** begin **
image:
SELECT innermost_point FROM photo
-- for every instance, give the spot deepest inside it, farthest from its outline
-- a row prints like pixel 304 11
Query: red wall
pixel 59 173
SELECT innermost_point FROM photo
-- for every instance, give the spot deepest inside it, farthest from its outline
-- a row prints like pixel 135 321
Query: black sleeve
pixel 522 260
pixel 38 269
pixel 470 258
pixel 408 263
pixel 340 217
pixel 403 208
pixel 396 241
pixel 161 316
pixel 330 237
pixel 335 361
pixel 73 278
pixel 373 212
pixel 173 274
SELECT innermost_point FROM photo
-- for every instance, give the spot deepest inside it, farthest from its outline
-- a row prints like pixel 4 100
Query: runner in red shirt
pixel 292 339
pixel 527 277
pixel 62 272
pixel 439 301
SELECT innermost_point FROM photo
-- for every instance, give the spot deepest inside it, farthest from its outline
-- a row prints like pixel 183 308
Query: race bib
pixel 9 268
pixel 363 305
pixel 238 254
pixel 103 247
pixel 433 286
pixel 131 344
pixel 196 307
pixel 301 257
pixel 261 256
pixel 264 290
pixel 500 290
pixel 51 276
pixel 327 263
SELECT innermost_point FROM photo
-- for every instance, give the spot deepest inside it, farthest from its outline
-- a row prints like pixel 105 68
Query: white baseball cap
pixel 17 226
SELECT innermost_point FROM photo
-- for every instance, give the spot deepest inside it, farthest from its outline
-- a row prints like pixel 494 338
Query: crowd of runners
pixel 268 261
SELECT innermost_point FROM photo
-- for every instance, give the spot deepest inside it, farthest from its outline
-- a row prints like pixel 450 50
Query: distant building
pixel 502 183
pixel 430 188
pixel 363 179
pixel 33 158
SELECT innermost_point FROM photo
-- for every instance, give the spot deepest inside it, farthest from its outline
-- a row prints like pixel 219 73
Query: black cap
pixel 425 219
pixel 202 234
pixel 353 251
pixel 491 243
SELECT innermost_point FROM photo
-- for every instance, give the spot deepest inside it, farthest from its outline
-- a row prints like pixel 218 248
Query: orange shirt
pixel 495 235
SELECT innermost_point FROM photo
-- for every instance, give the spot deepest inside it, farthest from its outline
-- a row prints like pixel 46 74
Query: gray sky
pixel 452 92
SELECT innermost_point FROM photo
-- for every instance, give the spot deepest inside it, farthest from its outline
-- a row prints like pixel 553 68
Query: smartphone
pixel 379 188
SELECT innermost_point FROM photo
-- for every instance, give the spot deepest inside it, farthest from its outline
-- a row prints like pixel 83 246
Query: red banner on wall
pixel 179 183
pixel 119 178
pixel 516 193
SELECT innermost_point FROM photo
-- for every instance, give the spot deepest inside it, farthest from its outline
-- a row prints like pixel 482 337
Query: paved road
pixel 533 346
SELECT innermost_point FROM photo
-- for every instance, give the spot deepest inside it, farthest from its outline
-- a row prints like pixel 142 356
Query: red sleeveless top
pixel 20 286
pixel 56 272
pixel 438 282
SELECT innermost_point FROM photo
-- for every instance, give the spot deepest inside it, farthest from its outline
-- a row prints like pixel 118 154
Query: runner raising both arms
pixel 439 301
** end **
**WHAT IS NEEDED**. Retype all of the data shown above, word for word.

**SOLUTION TO THIS EXERCISE**.
image:
SELECT innermost_point FROM photo
-- for every instance, give the spot deepest inside it, farthest from its outline
-- a row prints like pixel 304 11
Query: red wall
pixel 59 173
SELECT innermost_point FROM photo
-- for every instance, give the spot deepest inside it, farthest from its outline
-- a row prints like pixel 135 321
Query: black sleeve
pixel 522 260
pixel 38 269
pixel 470 258
pixel 408 263
pixel 340 217
pixel 403 208
pixel 396 241
pixel 161 316
pixel 330 237
pixel 335 361
pixel 73 278
pixel 373 212
pixel 173 274
SELECT innermost_point FROM photo
-- for every instance, give the spot deepest inside it, farthest from its outline
-- a row prints like pixel 4 100
Query: runner in red shirt
pixel 292 339
pixel 527 277
pixel 62 272
pixel 439 301
SELECT innermost_point FROM photo
-- for every instance, give the spot deepest inside it, farthest from its outline
-- a row prints like pixel 183 308
Query: race bib
pixel 9 268
pixel 363 305
pixel 238 254
pixel 103 247
pixel 433 286
pixel 131 344
pixel 196 307
pixel 301 257
pixel 261 256
pixel 264 290
pixel 500 290
pixel 51 276
pixel 327 263
SELECT innermost_point FROM photo
-- for every instance, give the spot deepest inside it, farthest from its outline
-- a row prints like pixel 105 68
Query: white baseball cap
pixel 17 226
SELECT innermost_point FROM photo
-- for every instance, give the spot deepest inside it, farthest from its outline
-- a row prints like pixel 494 338
Query: crowd of runners
pixel 268 261
SELECT innermost_point FROM photo
-- for every instance, give the spot deepest inside it, farthest from its outline
-- a row prints like pixel 450 50
Query: distant building
pixel 502 183
pixel 430 188
pixel 363 179
pixel 33 158
SELECT innermost_point FROM photo
-- for every instance, give the spot deepest inside it, farthest from its outline
-- a row prints like pixel 219 73
Query: black cap
pixel 425 219
pixel 202 234
pixel 353 251
pixel 491 243
SELECT innermost_point FROM photo
-- for every instance, give the spot deepest inside it, farthest from its outline
-- a row prints like pixel 218 248
Query: orange shirt
pixel 495 235
SELECT innermost_point FROM photo
-- for every instance, give the spot deepest inside it, farthest from its outline
-- a row prints like pixel 46 74
Query: gray sky
pixel 452 92
SELECT innermost_point FROM photo
-- for every instance, give the spot deepest inside it, farthest from its outline
-- a row prints like pixel 553 68
Query: smartphone
pixel 379 188
SELECT innermost_point FROM photo
-- for every instance, give the spot deepest inside it, farthest from its outline
-- a row prints like pixel 83 246
Query: red banner on wall
pixel 179 183
pixel 119 178
pixel 516 193
SELECT innermost_point FROM photo
-- for every instance, give the spot deepest inside it, farthest from its outline
-- a row prints like pixel 482 337
Query: paved road
pixel 533 346
SELECT innermost_point FROM photo
-- for every instance, give the spot deepest inside it, farthest from its outline
-- a row prints like pixel 142 356
Query: red sleeveless top
pixel 20 286
pixel 56 272
pixel 438 282
SELECT innermost_point FROM photo
-- for every instance, give the spot deepest inside it, farthest from its outline
-- a row prints like pixel 118 154
Query: runner raising both arms
pixel 439 301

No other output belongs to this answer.